→ **Passage to read**
◆ ◆ ◆ ◆ ◆ ◆ ◆

An Entire Medieval Village on the Umbrian-Tuscan Border, Offered as One Lot
Seventeen residences, 30 hectares of productive land, two private reservoirs, and a single asking price of $15.5 million.

The renovation is already done. That sentence, in the context of Italian heritage property, carries more weight than it might appear to. Borgo di Comunaglia, a village of 9th-century origin sitting on the border of Umbria and Tuscany, is not a project requiring vision and patience and a reliable geometra. It is an operational asset, fully renovated, comprising 17 residences within a fenced park of more than 30 hectares, offered by Italy Sotheby's International Realty as a single lot at $15,500,000.
For a buyer who thinks in portfolios, the distinction matters. What is on offer here is not potential. It is infrastructure already realised.
The 30-plus hectares are not ornamental. Olive groves, vineyards, hazelnut orchards, truffle groves, and woodland make up the holding, and the entire agricultural operation is irrigated by two private reservoirs built into the property. Those reservoirs are worth pausing on. They represent capital already deployed toward self-sufficiency, the kind of infrastructure that keeps a productive estate independent of external water supply and therefore capable of consistent yield regardless of seasonal variation.
The revenue lines that follow are real ones: olive oil, wine, truffles. None of these is decorative. Truffles from the Upper Tiber Valley command serious market prices, and a dedicated grove with private irrigation is a different proposition from a patch of woodland where a dog occasionally finds something. The agricultural yield here functions as a base return, independent of any hospitality conversion, and it gives the asset a dual-income structure from day one.
The Upper Tiber Valley positioning is specific, and it is worth being specific about it. The borgo sits between Arezzo and Perugia, which means it is within reach of two of central Italy's most established luxury tourism corridors without being absorbed by either. Arezzo to the northwest anchors the Tuscan side; Perugia to the southeast anchors Umbria. The borgo belongs to neither catchment in the way that a property in Chianti or on the shores of Trasimeno would, and that distance is a structural advantage rather than a limitation.
Seclusion at this level is not about remoteness. It is about the calibration of access: close enough to international airports and well-worn hospitality routes to fill rooms or host guests, far enough from the main corridors to command a premium on privacy. The boutique resort segment has demonstrated, across comparable markets in Provence and the Alentejo as much as in Tuscany, that this calibration is precisely what drives per-night rates and occupancy in the upper bracket.
The 17 residences within a single fenced perimeter give an operator the flexibility to run the borgo as a private estate, a managed resort, or some combination of the two. The single-lot sale structure keeps that optionality intact and avoids the fractional complications that have stalled similar acquisitions elsewhere.
Italy Sotheby's International Realty holding the mandate signals a professionally managed process with a clear institutional path to close.
A 9th-century village, fully operational, asking $15.5 million. The figures are on the table. The decision is a straightforward one to frame, if not necessarily to make.

◆ ◆ ◆ ◆ ◆ ◆ ◆

→ **Extracted information**

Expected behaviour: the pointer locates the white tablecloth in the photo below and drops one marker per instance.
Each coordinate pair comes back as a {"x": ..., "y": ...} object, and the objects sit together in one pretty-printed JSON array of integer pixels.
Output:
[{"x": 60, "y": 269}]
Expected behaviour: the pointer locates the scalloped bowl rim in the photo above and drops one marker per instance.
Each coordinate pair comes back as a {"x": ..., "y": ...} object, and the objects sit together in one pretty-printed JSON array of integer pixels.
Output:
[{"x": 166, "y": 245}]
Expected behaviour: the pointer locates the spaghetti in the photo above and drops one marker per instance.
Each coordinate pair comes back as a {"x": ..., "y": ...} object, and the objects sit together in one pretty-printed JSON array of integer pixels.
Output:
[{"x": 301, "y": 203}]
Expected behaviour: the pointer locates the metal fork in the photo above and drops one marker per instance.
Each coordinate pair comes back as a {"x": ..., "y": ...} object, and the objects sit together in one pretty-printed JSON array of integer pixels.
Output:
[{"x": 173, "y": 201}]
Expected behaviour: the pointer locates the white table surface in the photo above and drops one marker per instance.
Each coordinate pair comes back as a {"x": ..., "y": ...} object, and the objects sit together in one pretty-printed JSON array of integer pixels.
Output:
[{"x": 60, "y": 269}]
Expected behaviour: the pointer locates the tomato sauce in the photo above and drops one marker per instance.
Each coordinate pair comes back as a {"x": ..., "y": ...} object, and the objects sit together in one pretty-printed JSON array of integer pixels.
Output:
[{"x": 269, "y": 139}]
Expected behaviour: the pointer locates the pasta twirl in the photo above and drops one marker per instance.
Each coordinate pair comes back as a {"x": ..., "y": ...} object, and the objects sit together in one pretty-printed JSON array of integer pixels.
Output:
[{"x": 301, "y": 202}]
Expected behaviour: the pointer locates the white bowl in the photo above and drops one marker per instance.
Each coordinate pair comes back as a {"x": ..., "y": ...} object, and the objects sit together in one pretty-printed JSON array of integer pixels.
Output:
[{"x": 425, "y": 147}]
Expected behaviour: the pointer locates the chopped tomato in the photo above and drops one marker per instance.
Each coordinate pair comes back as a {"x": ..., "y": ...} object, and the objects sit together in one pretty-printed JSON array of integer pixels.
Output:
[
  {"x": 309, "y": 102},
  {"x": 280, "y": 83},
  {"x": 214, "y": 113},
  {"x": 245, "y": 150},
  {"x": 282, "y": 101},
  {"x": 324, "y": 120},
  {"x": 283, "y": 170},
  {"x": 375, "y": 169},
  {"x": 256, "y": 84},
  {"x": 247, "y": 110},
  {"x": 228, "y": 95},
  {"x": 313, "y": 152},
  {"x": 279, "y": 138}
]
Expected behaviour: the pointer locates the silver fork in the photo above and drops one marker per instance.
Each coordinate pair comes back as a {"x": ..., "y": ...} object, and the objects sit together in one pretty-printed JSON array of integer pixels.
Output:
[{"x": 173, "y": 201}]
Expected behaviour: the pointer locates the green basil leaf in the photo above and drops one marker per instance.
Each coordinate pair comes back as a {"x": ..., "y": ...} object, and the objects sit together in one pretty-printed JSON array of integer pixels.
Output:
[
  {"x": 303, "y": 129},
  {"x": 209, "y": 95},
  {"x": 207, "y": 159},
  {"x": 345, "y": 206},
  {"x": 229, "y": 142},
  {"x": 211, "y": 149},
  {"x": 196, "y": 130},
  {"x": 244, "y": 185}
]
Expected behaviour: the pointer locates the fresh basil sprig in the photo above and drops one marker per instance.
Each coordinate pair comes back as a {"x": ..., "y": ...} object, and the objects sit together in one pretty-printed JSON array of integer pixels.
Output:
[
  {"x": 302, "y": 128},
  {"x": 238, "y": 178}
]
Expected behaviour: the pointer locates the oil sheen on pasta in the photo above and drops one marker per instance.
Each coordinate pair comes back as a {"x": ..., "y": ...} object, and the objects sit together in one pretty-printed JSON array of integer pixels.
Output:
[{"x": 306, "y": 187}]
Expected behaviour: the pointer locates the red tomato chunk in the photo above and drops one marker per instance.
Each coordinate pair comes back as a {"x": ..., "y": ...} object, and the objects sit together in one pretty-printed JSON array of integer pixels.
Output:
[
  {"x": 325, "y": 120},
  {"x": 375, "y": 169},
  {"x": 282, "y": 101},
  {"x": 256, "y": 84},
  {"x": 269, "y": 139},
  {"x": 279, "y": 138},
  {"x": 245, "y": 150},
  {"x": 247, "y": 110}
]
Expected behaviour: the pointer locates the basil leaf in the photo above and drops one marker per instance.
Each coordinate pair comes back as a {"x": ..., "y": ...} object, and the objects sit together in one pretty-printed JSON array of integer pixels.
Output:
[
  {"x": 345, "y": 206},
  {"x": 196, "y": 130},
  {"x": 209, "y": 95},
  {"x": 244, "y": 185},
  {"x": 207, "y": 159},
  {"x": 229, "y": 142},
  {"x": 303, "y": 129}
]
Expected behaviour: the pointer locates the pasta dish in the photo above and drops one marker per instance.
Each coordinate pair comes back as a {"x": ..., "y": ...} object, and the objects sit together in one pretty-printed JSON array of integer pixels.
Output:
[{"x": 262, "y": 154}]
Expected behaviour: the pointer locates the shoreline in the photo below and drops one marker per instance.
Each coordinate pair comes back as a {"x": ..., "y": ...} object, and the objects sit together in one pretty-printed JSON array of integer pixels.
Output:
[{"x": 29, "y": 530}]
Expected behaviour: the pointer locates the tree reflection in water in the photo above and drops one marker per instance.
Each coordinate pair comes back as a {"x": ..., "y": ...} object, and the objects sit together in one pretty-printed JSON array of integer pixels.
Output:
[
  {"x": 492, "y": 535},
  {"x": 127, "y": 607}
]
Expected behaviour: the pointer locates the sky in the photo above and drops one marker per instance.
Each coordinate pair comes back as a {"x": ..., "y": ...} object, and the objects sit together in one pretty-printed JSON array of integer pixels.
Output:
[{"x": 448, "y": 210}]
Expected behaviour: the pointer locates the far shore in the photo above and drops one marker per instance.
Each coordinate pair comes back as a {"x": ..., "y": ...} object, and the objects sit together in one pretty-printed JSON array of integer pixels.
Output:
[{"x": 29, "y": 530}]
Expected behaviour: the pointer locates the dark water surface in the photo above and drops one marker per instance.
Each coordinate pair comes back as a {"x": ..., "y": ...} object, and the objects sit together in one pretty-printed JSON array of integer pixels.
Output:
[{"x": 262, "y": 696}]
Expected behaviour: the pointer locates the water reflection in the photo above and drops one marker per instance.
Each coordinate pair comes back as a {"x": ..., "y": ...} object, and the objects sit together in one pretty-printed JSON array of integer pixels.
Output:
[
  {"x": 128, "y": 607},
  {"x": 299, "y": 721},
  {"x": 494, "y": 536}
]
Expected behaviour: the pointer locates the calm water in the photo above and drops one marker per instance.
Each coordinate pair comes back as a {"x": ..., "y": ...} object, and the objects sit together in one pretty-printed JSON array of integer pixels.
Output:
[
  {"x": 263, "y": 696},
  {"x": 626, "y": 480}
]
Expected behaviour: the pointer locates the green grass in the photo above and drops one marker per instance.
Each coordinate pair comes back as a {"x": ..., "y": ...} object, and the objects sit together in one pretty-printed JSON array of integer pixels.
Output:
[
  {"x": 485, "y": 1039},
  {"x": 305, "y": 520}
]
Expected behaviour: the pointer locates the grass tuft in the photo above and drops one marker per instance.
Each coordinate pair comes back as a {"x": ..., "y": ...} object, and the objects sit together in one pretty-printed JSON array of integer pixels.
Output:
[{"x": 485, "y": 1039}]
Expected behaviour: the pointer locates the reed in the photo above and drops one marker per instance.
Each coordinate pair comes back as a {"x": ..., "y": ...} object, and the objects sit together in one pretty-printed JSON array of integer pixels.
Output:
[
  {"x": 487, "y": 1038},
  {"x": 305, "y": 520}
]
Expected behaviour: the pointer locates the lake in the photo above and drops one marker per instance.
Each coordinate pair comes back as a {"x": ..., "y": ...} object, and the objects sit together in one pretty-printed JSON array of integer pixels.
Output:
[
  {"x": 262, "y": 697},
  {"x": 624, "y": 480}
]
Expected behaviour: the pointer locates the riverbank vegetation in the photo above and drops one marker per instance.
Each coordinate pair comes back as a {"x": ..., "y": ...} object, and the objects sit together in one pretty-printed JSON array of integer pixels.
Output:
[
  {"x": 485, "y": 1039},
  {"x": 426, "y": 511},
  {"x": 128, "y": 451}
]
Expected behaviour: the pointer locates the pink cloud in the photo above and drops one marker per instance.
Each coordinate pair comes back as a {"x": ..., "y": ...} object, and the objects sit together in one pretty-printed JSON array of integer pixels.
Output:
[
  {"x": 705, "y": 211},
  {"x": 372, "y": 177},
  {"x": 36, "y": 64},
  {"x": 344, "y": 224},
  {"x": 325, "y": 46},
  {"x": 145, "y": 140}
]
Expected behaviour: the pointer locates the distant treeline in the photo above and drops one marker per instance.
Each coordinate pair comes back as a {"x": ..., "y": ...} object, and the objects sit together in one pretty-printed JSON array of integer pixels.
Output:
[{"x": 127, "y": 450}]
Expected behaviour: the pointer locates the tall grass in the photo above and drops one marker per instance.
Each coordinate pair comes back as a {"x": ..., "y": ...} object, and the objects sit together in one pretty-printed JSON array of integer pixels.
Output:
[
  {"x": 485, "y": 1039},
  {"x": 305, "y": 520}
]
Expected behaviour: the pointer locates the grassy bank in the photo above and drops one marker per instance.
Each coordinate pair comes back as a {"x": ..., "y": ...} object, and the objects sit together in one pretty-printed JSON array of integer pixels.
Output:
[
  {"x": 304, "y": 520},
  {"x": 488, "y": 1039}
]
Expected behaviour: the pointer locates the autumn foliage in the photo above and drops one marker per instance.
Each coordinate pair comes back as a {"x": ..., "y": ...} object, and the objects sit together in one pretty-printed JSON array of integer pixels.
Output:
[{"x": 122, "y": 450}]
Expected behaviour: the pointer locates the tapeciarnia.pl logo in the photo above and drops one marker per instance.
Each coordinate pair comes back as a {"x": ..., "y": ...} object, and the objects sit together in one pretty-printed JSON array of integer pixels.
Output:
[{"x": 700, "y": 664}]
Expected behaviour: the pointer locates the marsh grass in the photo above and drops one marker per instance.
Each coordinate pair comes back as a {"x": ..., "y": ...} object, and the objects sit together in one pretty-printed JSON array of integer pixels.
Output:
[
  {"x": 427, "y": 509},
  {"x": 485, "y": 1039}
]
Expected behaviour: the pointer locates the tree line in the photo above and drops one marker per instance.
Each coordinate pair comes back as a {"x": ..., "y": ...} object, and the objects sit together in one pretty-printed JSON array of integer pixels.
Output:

◆ ◆ ◆ ◆ ◆ ◆ ◆

→ **Task list**
[a] Can you reproduce the stretch of the Borgo di Comunaglia article from "For a buyer" through "of seasonal variation."?
[b] How would you render this sentence from the Borgo di Comunaglia article in Spanish: "The borgo sits between Arezzo and Perugia, which means it is within reach of two of central Italy's most established luxury tourism corridors without being absorbed by either."
The items are separate material, unrelated to the Borgo di Comunaglia article.

→ **Solution list**
[a]
For a buyer who thinks in portfolios, the distinction matters. What is on offer here is not potential. It is infrastructure already realised.
The 30-plus hectares are not ornamental. Olive groves, vineyards, hazelnut orchards, truffle groves, and woodland make up the holding, and the entire agricultural operation is irrigated by two private reservoirs built into the property. Those reservoirs are worth pausing on. They represent capital already deployed toward self-sufficiency, the kind of infrastructure that keeps a productive estate independent of external water supply and therefore capable of consistent yield regardless of seasonal variation.

[b] El borgo se encuentra entre Arezzo y Perugia, lo que significa que está al alcance de dos de los corredores de turismo de lujo más consolidados del centro de Italia sin quedar absorbido por ninguno de ellos.